Excerto do texto -
· · ·
27.9.04

Palavras dos outros: António Manuel Hespanha

Os "Filhos de Rousseau" Têm as Costas Largas

A generalidade dos comentadores estabelecidos vem elegendo como culpados de quase todo o mal do mundo os "filhos de Rousseau". Querem designar assim os que entendem que tem que haver algum governo; e que é melhor que esse governo provenha de um sujeito que se sabe quem é - nem que seja para o criticar - do que de entidades sem lugar, sem nome, sem cara, como é o "mercado", a "globalização", o "país real". Essa entidade de quem os "filhos de Rousseau" esperam uma certa racionalização da desordem estabelecida é o Estado.

Claro que o Estado, na sua curta vida de dois séculos, foi sempre razoavelmente mau: planificou mal, executou pior, foi arrogante e abusivo no exercício do poder. Porém, isto aconteceu tanto mais quanto a ideia original de Estado se corrompeu. De facto, na ideia original, o Estado devia ter essa força toda porque ele era a encarnação da vontade geral ou, pelo menos, generalizada. E, por isso, os revolucionários sempre partiram do princípio de que o Estado, por ser poderoso, tinha que ser democrático.

Desta paixão estadualista surgiu a Europa que nós conhecemos. Muito do que temos de bom veio da mão do Estado ou foi por ele decisivamente impulsionado - as estradas e caminhos-de-ferro, o fomento da economia, a generalização do ensino, da saúde e da previdência, a protecção dos mais fracos e, já agora, a ordem pública e a defesa externa, E, tanto isto marcou as nossas vidas que, quando nos queixamos de que algo não vai bem, queixamo-nos ao Estado, ou queixamo-nos do Estado. Claro que dele também nos veio muito de mal. Ditaduras, violação de direitos, guerras, protecção de interesses camuflados de públicos, corrupção, desperdício e má gestão.
· · ·
Dados registados -
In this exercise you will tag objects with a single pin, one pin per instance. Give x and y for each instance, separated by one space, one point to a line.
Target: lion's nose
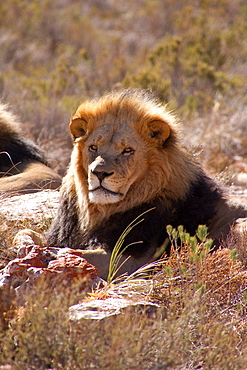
102 174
· · ·
Tarefas e exercícios -
A) No texto sobre o Estado, de que entidade esperam os «filhos de Rousseau» uma certa racionalização da desordem estabelecida?
B) Diga se cada afirmação concorda com o texto sobre o Estado, respondendo sim ou não e citando as palavras do texto que o decidem: (i) O Estado existe há cerca de dois séculos. (ii) Os revolucionários admitiam que o Estado fosse poderoso sem ser democrático. (iii) A generalização do ensino é apontada como algo de bom vindo do Estado ou por ele impulsionado.
C) Prolongue, por favor, o texto sobre o Estado a partir da última frase apresentada.

Respostas às tarefas -
A) Do Estado.

B)
(i) Sim: «na sua curta vida de dois séculos».
(ii) Não: «os revolucionários sempre partiram do princípio de que o Estado, por ser poderoso, tinha que ser democrático».
(iii) Sim: «Muito do que temos de bom veio da mão do Estado ou foi por ele decisivamente impulsionado - as estradas e caminhos-de-ferro, o fomento da economia, a generalização do ensino».

C)
De tudo isto, a "nova direita" costuma eleger como herança de Rousseau os totalitarismos modernos: o nazismo e o estalinismo (ficando o maoísmo um pouco mais esquecido, por compreensíveis nostalgias de muitos dos nossos liberais mais evidentes). Quando (finalmente) ataca o totalitarismo, a direita tem razão. No entanto, o que é preciso notar é que a ditadura surge quando e, só quando, o projecto revolucionário de Estado é amputado da sua componente democrática. Componente que inclui não apenas a liberdade de decidir, mas também a criação de condições para decidir livremente. Fomentando a igualdade, desenvolvendo a cultura, garantindo a pluralidade, fomentando o pensamento crítico, acarinhando - como propunha o liberal Stuart Mill - os extravagantes e os dissidentes.

Os privados podem, naturalmente, fazer por tudo isto. O voluntariado, as ONGs, as Igrejas, as fundações, o mecenato científico e cultural. Mas, por muito que lhes creditemos, não foram eles quem fez o essencial da sociedade de bem-estar. Foi a mão orientadora (e pagadora) do Estado.

Não de um Estado ideal, ocupado apenas por sacerdotes virtuosos do bem público. Não! A mão do Estado que temos tido! Ou seja, de um Estado que - soe ou não isto a panfletário - tem estado quase continuamente ocupado pelos poderosos da sociedade civil, por alguma decência pública que estes, na situação, tenham que ter. Claro que este não era o Estado de Rousseau. Mas é este - o Estado deles - que os liberais conservadores nos atiram à cara.

A alternativa ao Estado é o não-governo. Cada um a fazer pela vidinha. Claro que a vidinha de uns não lhes permite que façam muito por ela. Mas a vidona de outros faz-se mesmo à custa destas disparidades. Ou seja, a situação de desregramento só desgoverna a vida de uns. Em contrapartida, outros governam-se justamente com o desgoverno.

Resta-nos sempre ir aprendendo com os obsessivos esforços educativos dos liberais, que sensatamente crêem que eles é que sabem como é que nós devemos saber e fazer. Todas as semanas, nas suas colunas de jornal, lá estão eles a ensinar-nos a pensar, a sentir, a comportarmo-nos, já tendo um chegado mesmo à maneira de nos vestirmos. Tudo muito liberalmente, claro...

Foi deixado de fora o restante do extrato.